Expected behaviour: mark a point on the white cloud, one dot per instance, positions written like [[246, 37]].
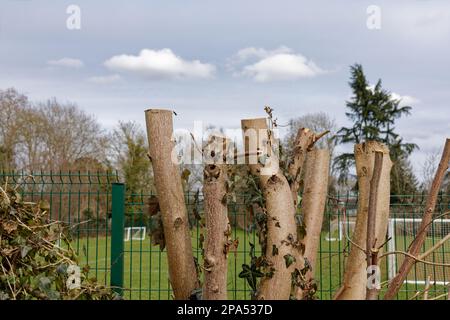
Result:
[[160, 64], [66, 62], [281, 64], [104, 79], [405, 100]]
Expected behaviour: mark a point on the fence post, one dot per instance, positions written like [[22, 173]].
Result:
[[117, 227]]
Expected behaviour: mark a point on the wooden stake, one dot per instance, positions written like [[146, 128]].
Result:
[[182, 270], [355, 275], [313, 206], [372, 251], [217, 228], [281, 226]]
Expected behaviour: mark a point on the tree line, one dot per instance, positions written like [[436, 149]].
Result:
[[55, 135]]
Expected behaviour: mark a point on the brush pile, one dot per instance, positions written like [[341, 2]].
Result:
[[36, 259]]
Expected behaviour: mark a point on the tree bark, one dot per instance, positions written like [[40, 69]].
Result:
[[280, 210], [355, 275], [303, 140], [372, 252], [416, 245], [313, 206], [217, 232], [182, 270]]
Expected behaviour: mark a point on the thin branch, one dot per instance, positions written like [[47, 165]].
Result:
[[418, 241]]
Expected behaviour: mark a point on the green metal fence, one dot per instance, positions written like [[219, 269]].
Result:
[[107, 226]]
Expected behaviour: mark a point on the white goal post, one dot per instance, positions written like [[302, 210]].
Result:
[[402, 231], [135, 233]]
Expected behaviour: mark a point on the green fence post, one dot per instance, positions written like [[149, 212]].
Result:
[[117, 227]]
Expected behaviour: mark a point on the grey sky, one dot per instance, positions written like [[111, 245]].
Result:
[[411, 53]]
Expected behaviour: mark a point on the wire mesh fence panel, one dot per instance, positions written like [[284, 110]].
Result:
[[82, 200]]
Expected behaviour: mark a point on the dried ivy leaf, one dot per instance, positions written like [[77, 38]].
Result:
[[289, 259]]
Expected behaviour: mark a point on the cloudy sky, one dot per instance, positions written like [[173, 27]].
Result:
[[221, 61]]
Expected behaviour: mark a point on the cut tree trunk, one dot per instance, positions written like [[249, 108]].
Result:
[[355, 275], [303, 141], [217, 232], [372, 250], [313, 206], [182, 270], [280, 210], [416, 245]]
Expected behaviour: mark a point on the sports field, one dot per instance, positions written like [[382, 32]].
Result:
[[146, 272]]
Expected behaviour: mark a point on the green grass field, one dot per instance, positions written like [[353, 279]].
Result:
[[146, 272]]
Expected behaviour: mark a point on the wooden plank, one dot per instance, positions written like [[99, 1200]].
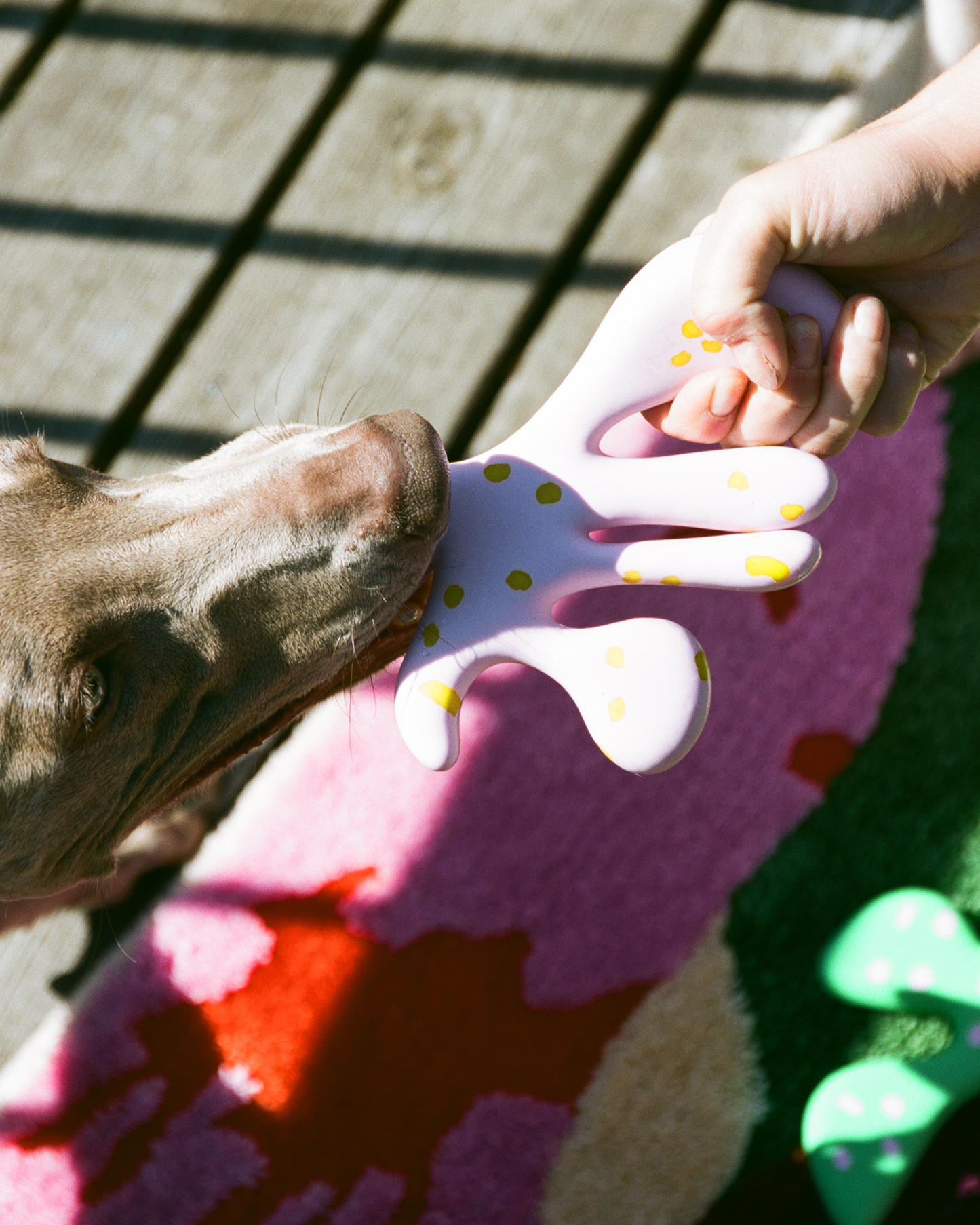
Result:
[[18, 24], [765, 74], [123, 162], [401, 255]]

Exercise directions: Reproduce word for word the rows beginning at the line containing "Expected behaviour: mark a point on the white goal" and ending at the line containing "210], [416, 245]]", with both of those lines included.

Answer for the task:
Expected behaviour: mark a point on the white goal post, one dot per instance, positions written like [[302, 210]].
Result:
[[402, 231], [135, 233]]
Expected behaviour: mark a point on the green fence post, one dot per instance, positions written like [[149, 212]].
Result:
[[117, 227]]
Expected behaviour: mark a point on the grey sky, one dot per instance, positions written like [[111, 245]].
Result:
[[411, 53]]
Expected behaviour: mark a point on the wire mesh fence panel, one dot per instance, positions written like [[284, 110]].
Result:
[[82, 200]]
Expected behaviour: mark a point on the dried ivy leaf, one dot per instance, positions written like [[77, 38]].
Result:
[[289, 259]]
Expected behaviour: mark a point on the cloudy sky, one dot per instance, positions written like [[173, 27]].
Result:
[[221, 61]]
Expected behaviour: mark a point on the cut tree trunk, one dot per instance, positions written like [[249, 108]].
Result:
[[355, 275], [303, 141], [217, 232], [372, 250], [313, 206], [182, 270], [280, 210], [416, 245]]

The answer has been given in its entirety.